§ Extracted information
★ ★ ★ ★

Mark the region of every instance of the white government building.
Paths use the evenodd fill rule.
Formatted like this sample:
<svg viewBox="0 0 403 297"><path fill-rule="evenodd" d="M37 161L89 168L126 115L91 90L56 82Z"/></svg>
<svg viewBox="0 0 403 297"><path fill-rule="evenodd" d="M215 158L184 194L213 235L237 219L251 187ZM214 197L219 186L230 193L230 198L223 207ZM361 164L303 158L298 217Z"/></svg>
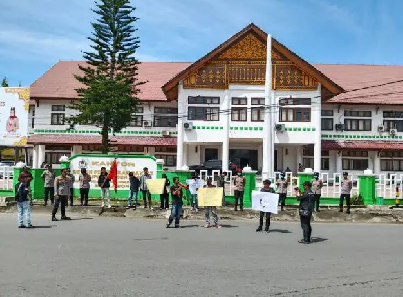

★ ★ ★ ★

§ What you are asked to do
Quote the material above word for word, omitting the picture.

§ Finished exercise
Mark the region of every instance of the white government building.
Paths use the evenodd fill rule.
Formatted like this sample:
<svg viewBox="0 0 403 297"><path fill-rule="evenodd" d="M37 161L89 168L126 115L91 90L56 82Z"/></svg>
<svg viewBox="0 0 403 297"><path fill-rule="evenodd" d="M215 158L184 194L213 235L237 219L251 187ZM214 197L219 186L230 193L230 198L223 207ZM361 164L303 158L298 217Z"/></svg>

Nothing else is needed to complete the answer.